Requirement A: In the article on extended breastfeeding, what is the name of the alternative-parenting magazine that Veronika Robinson edits?

Text:
_ _ _
A Penrith mum has appeared on national TV to explain why she is still
breastfeeding her daughter who is nearly eight - and why she gave her
older
daughter breast milk as a ninth birthday present.



Veronika Robinson appeared on the Channel 4 programme Extraordinary
Breastfeeding as a passionate advocate of allowing children to decided
when they
give up breast milk.



Mrs Robinson, a former journalist, her husband Paul, and their children,
Bethany
and Elizah, are all fans of organic food.



Elizah is approaching her eighth birthday and is not happy at the prospect
of
giving up her daily feed. "I don't want to be weaned. I want to breastfeed
for
ever," she said.



In the Channel 4 programme, broadcast on Wednesday, Mrs Robinson, 38,
spoke
frankly about her decision to defy convention.



She was one of several families interviewed after the World Health
Organisation
recommended that children should be breastfed until they are aged two. All
share
the belief that children should never be forcibly weaned.



While many people in the UK consider her decision odd, other cultures do
not
take such a dim view of prolonged breast feeding.



In an interview before the TV programme, 38-year-old Veronika described
her
reaction when Bethany asked for breast milk for her ninth birthday. "I was
delighted, if a little taken aback,' she said.



"I'd stopped breastfeeding Bethany when she was five - though I was
continuing
to feed her younger sister, Elizah - but obviously she clearly remembered
what a
wonderful feeling it had been. It was the best thing she could imagine
and,
presented like that, it seemed like a great idea."



Veronika, who edits an alternative-parenting magazine called The Mother,
www.themothermagazineuk.com ,continued: "My girls were brought up to think
it was completely normal to ask
for a breast in a shop," she says. "That's bad enough when they are
toddlers,
but when they are big girls, people get freaked out by it.



"I try to be discreet, but we have had some odd looks. People tend to be
disgusted and disbelieving."



"I can't believe any mother wouldn't love to hold onto that wonderful
feeling
you get when you are nursing your own child."



Despite the Breast Is Best campaign, designed to highlight the benefits of
breastfeeding to new born babies, only 68 per cent of mums routinely
breastfeed.
Of those around 80 per cent give up after just six months.
_ _ _
Data rows:
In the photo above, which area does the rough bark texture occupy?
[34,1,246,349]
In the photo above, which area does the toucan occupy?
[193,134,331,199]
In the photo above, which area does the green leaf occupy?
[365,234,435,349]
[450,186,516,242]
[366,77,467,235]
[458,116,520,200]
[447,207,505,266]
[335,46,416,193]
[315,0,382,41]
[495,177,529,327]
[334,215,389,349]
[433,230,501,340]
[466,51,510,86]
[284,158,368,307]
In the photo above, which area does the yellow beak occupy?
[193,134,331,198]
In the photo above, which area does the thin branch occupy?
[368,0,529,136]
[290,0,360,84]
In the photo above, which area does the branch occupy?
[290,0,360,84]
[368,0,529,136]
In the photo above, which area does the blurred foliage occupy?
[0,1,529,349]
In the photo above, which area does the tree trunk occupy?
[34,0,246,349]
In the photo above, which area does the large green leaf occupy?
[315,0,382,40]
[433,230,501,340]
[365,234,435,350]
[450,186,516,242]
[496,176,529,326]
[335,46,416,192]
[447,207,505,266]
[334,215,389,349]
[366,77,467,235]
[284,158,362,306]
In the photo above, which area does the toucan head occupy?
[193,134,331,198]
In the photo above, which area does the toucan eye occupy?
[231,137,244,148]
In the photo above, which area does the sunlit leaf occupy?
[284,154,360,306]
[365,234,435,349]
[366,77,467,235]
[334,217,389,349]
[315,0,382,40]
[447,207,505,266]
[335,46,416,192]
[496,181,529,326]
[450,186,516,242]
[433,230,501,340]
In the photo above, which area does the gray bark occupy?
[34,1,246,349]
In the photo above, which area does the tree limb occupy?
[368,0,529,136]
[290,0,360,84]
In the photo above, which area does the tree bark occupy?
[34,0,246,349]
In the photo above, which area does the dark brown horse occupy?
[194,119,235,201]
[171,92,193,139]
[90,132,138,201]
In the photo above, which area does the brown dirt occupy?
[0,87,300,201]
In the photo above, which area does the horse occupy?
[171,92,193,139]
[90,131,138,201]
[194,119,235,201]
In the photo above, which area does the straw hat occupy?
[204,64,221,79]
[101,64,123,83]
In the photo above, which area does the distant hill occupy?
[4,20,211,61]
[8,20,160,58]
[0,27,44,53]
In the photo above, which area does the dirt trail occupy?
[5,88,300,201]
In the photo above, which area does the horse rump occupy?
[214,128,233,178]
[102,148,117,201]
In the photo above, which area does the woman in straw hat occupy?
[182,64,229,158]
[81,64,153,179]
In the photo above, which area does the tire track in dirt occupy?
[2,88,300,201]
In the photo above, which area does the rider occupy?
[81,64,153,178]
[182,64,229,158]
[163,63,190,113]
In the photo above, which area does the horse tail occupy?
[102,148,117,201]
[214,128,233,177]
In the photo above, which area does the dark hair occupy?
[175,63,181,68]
_ _ _
Requirement B: Duplicate the portion of the entries that opens with the line containing "In the photo above, which area does the blurred" and closes with the line containing "[0,87,300,201]", with both of those lines included.

Final result A: The Mother

Final result B:
In the photo above, which area does the blurred foliage occupy?
[0,1,529,349]
In the photo above, which area does the tree trunk occupy?
[34,0,246,349]
In the photo above, which area does the large green leaf occupy?
[315,0,382,40]
[433,230,501,340]
[365,234,435,350]
[450,186,516,242]
[496,176,529,326]
[335,46,416,192]
[447,207,505,266]
[334,215,389,349]
[366,77,467,235]
[284,158,362,306]
In the photo above, which area does the toucan head occupy?
[193,134,331,198]
In the photo above, which area does the toucan eye occupy?
[231,137,244,148]
In the photo above, which area does the sunlit leaf occupy?
[284,154,360,306]
[365,234,435,349]
[366,77,467,235]
[334,217,389,349]
[315,0,382,40]
[447,207,505,266]
[335,46,416,192]
[496,181,529,326]
[450,186,516,242]
[433,230,501,340]
In the photo above, which area does the gray bark occupy?
[34,1,246,349]
In the photo above, which area does the tree limb occupy?
[368,0,529,136]
[290,0,360,84]
In the photo above, which area does the tree bark occupy?
[34,0,246,349]
In the photo above, which area does the dark brown horse occupy?
[194,119,235,201]
[171,92,193,139]
[90,132,138,201]
In the photo above, which area does the brown dirt occupy?
[0,87,300,201]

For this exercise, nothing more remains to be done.